__Problem to work on__
Gather from the listing below each line that includes the word "lawn", and copy it.

▬▬▬

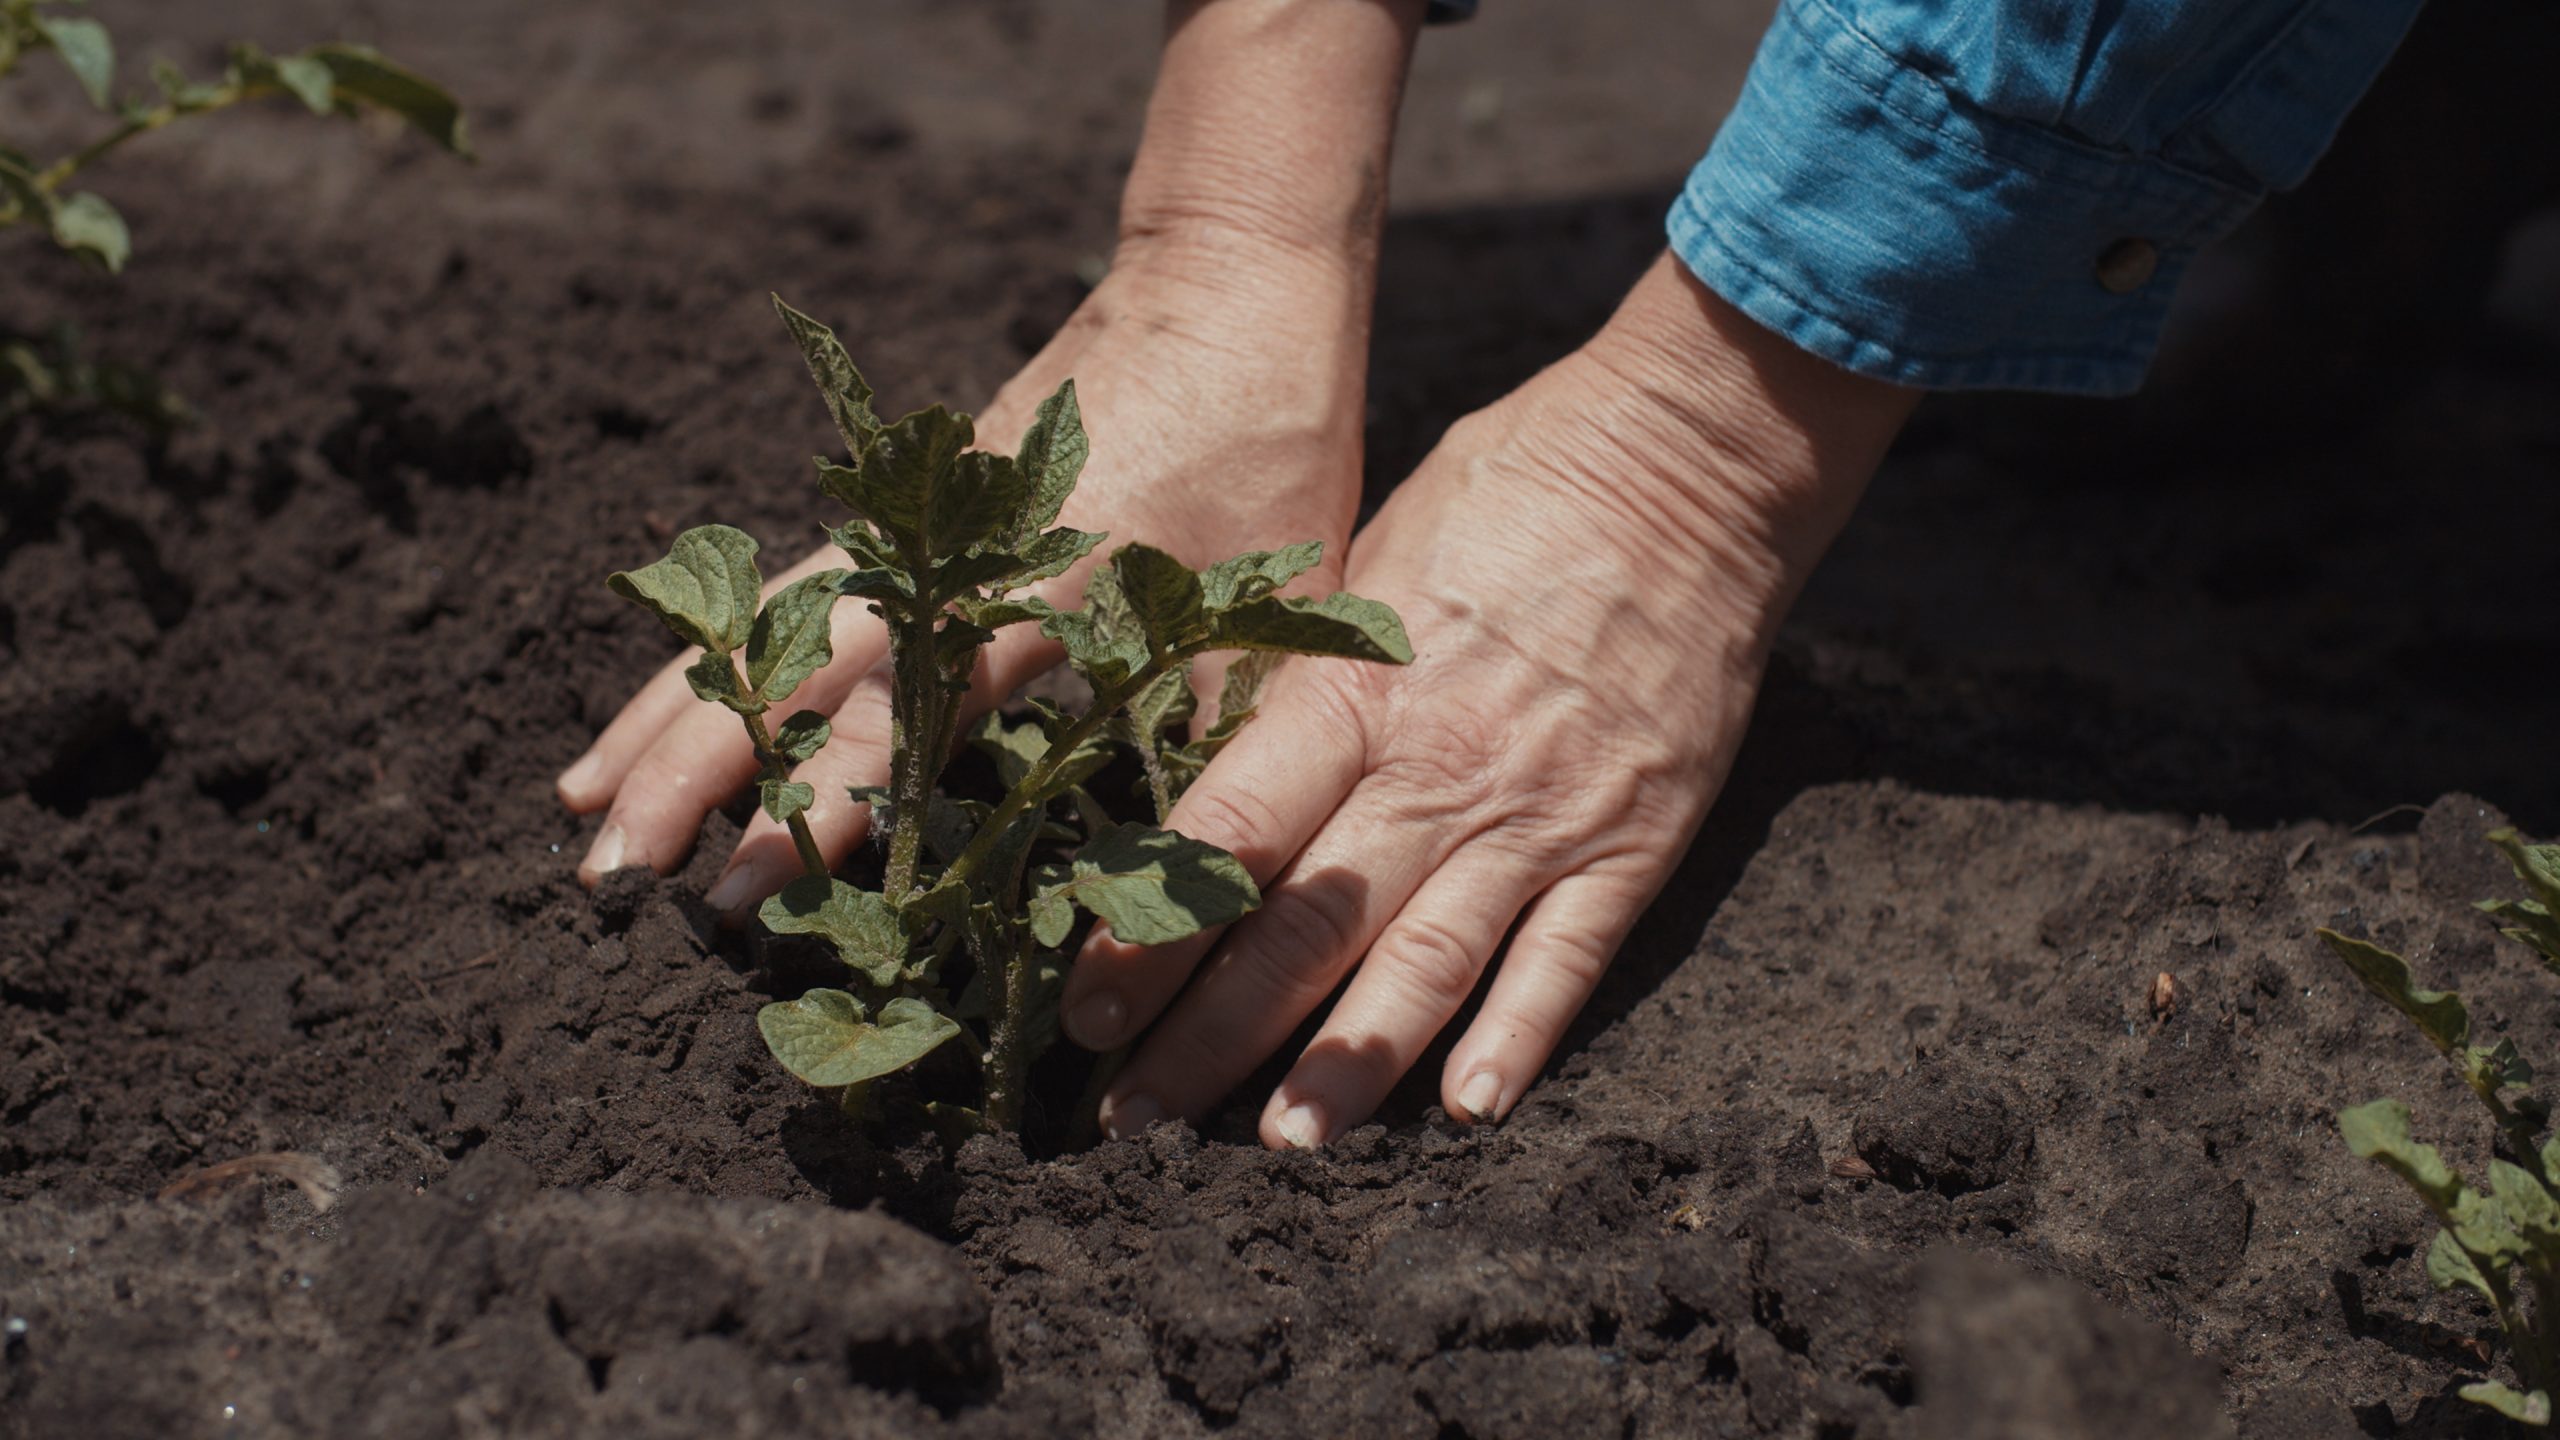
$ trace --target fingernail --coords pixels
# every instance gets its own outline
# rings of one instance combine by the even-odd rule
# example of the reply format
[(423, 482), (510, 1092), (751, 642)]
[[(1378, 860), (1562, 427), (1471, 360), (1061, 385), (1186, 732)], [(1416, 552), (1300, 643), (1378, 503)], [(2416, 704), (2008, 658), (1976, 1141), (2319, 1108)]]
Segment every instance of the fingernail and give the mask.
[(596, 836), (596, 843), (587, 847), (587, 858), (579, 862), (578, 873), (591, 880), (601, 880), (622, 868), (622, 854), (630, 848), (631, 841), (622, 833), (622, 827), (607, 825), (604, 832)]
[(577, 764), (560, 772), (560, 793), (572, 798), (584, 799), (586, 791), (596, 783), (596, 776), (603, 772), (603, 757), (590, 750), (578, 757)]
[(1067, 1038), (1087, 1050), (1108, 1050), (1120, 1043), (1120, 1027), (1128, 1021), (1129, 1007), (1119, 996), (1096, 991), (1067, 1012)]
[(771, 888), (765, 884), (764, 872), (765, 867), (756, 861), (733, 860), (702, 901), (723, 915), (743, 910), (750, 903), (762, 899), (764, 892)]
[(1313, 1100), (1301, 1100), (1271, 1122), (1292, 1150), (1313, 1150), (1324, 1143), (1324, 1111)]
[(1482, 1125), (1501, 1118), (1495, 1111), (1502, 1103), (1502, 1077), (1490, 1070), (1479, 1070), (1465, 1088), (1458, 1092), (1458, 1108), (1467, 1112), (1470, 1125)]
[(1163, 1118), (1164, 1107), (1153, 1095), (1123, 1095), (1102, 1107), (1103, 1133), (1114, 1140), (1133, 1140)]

▬▬▬

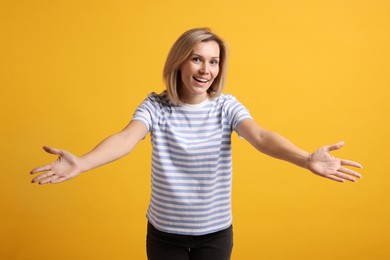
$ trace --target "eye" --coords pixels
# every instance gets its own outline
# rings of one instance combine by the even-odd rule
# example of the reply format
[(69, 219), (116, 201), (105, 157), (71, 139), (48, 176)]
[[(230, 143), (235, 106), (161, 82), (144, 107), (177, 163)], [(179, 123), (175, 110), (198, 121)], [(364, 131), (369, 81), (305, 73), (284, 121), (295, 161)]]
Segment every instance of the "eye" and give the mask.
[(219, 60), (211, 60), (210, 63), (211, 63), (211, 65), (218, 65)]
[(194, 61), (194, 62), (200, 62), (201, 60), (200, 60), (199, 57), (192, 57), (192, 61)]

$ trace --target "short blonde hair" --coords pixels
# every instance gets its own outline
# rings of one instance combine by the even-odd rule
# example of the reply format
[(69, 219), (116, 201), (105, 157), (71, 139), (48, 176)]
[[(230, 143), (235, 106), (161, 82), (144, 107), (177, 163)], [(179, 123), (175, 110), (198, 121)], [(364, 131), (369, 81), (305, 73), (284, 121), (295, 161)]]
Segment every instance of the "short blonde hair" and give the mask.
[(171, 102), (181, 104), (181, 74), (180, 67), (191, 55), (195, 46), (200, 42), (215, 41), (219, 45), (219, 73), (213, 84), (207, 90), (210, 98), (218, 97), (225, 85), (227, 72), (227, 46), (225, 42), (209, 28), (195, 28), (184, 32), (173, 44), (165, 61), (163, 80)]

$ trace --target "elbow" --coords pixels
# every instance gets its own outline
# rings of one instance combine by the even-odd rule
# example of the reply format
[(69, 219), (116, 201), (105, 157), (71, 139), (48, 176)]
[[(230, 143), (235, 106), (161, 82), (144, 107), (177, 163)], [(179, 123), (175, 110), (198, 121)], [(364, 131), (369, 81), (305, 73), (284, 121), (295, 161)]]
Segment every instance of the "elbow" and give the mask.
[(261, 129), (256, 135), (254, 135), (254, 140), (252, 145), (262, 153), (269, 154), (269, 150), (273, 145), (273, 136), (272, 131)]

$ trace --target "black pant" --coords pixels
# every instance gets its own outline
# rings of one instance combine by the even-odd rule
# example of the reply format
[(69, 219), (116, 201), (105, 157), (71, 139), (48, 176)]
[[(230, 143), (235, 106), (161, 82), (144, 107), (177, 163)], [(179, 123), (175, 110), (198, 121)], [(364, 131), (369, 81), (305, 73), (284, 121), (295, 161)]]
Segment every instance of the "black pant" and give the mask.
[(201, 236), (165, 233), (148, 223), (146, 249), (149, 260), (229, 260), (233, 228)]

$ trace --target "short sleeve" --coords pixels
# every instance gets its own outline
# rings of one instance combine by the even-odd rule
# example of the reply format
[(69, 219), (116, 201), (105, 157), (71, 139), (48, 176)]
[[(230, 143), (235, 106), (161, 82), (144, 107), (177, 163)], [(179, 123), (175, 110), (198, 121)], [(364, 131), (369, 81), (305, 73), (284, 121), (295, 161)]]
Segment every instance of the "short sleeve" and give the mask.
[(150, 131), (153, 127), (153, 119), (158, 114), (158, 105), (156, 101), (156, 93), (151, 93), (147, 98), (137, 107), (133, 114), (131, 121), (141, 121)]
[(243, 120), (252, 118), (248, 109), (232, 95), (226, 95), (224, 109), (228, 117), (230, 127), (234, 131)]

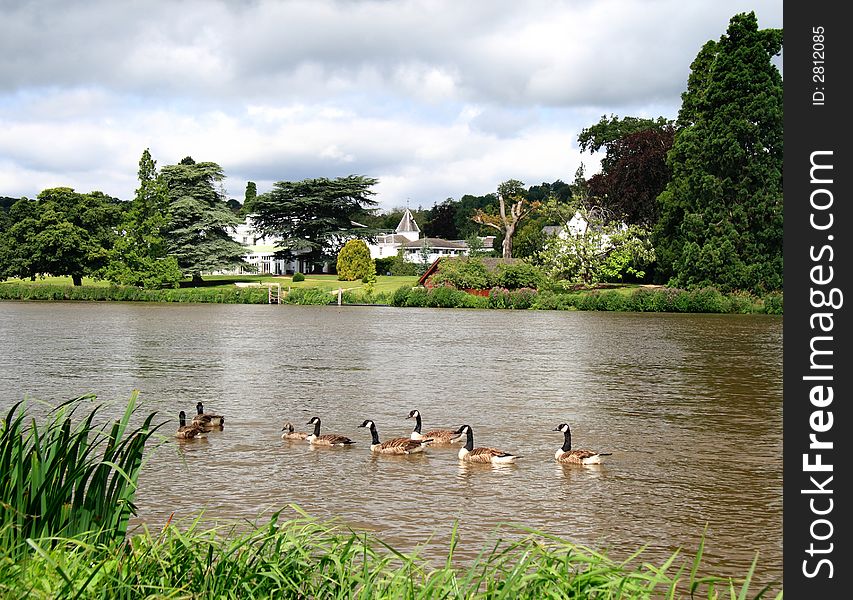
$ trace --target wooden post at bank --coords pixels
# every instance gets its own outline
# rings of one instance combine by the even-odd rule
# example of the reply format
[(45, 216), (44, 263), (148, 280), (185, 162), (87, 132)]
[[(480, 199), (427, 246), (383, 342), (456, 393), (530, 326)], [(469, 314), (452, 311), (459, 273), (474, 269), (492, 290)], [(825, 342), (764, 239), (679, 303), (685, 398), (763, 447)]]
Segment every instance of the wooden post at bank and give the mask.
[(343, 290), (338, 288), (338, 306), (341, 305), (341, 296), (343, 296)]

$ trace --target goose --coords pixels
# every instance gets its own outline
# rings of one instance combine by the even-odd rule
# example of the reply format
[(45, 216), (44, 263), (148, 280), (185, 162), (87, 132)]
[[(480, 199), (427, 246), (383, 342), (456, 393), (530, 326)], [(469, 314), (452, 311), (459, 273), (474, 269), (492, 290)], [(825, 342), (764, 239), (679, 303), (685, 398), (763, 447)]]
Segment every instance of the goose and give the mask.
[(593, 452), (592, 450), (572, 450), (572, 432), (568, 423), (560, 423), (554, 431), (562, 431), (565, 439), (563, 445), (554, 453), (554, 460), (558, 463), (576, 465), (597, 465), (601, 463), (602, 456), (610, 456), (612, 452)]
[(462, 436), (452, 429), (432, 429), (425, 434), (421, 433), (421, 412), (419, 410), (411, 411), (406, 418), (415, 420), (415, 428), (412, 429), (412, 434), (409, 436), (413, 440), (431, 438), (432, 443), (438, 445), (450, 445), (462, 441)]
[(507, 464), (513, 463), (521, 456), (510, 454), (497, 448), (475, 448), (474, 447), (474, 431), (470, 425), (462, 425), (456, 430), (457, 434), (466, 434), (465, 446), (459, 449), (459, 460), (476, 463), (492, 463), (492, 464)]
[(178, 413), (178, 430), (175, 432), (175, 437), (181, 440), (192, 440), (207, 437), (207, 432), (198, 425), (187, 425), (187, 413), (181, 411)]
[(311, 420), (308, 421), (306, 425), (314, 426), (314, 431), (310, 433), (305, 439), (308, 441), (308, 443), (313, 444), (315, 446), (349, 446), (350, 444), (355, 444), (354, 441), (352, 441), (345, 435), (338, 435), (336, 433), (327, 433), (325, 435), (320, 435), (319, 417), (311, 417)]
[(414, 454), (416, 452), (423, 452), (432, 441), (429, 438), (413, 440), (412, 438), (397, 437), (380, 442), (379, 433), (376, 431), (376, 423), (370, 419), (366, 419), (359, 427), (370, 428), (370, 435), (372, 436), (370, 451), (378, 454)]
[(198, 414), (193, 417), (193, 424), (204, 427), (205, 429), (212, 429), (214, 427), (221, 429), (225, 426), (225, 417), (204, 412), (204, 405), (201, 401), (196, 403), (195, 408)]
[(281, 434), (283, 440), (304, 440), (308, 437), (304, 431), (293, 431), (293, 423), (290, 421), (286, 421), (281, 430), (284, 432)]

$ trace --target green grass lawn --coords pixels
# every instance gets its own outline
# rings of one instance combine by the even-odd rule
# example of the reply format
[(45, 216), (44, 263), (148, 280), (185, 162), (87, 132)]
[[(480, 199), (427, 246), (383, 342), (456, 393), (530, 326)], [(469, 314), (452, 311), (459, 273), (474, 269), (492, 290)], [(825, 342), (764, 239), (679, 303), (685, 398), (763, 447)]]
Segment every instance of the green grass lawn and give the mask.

▬▬▬

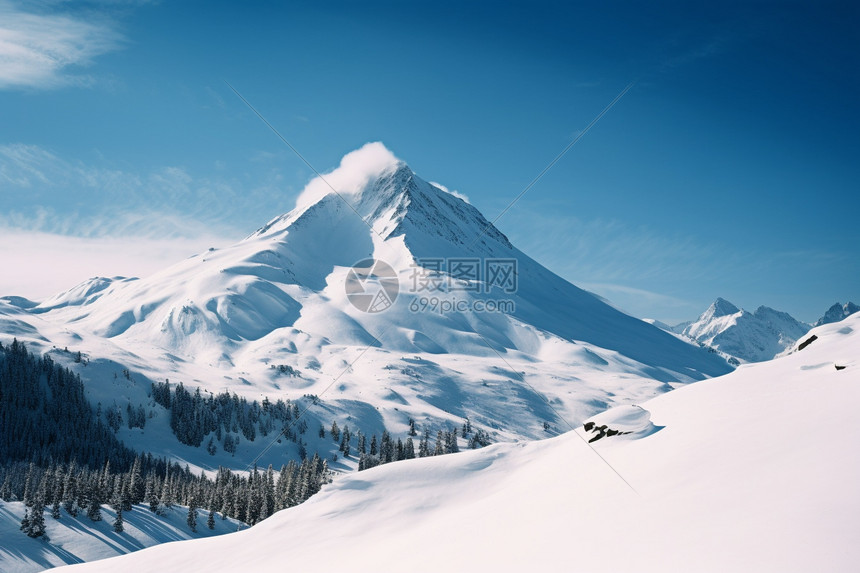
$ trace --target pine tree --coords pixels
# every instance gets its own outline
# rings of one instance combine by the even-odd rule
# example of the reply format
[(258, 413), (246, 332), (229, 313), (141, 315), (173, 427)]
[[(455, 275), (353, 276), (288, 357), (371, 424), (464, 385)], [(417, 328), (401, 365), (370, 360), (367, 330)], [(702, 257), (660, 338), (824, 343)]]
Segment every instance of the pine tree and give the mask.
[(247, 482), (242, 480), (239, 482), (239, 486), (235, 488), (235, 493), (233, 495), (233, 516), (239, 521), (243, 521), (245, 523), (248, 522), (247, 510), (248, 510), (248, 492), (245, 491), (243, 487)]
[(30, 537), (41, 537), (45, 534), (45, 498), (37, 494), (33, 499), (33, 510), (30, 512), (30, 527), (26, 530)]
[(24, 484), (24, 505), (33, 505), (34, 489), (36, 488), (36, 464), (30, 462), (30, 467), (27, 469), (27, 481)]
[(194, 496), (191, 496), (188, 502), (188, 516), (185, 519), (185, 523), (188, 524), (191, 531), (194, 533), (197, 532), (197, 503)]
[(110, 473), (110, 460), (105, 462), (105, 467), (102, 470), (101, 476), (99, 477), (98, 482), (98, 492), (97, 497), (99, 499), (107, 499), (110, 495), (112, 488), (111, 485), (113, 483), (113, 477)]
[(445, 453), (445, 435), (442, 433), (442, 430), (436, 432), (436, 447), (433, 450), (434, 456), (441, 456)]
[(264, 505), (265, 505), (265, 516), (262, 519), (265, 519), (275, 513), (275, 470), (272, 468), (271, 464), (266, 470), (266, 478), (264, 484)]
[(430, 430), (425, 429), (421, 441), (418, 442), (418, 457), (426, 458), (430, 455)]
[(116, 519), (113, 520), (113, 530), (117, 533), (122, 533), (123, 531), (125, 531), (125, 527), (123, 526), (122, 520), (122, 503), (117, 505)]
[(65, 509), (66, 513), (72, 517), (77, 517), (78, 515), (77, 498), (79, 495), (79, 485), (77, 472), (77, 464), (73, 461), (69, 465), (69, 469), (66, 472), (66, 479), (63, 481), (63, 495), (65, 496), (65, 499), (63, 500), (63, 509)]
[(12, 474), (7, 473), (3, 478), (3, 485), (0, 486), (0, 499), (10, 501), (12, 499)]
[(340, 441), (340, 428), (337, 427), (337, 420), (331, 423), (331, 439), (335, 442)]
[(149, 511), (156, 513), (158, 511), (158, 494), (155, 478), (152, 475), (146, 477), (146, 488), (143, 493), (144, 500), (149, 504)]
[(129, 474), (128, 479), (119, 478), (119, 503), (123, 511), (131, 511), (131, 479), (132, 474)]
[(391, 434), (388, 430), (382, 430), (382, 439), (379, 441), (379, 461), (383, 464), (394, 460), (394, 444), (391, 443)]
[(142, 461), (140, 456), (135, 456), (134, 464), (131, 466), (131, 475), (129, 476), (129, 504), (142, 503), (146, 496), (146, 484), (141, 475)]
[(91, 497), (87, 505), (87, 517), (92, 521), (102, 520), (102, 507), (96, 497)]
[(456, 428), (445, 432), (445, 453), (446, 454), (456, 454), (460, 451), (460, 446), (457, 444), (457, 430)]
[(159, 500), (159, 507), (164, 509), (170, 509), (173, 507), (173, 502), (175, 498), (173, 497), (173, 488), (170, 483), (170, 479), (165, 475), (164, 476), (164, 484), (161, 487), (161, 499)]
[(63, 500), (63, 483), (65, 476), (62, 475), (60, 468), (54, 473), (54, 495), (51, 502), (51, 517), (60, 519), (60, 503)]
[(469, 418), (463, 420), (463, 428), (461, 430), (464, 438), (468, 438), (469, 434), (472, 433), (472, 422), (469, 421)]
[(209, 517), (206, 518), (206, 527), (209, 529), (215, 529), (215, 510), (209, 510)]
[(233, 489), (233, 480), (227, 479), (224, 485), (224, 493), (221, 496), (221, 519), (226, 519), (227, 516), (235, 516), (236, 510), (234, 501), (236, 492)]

▬▬▬

__Exercise answer__
$ trace --target green grass lawn --coords pixels
Segment every instance of the green grass lawn and give the mask.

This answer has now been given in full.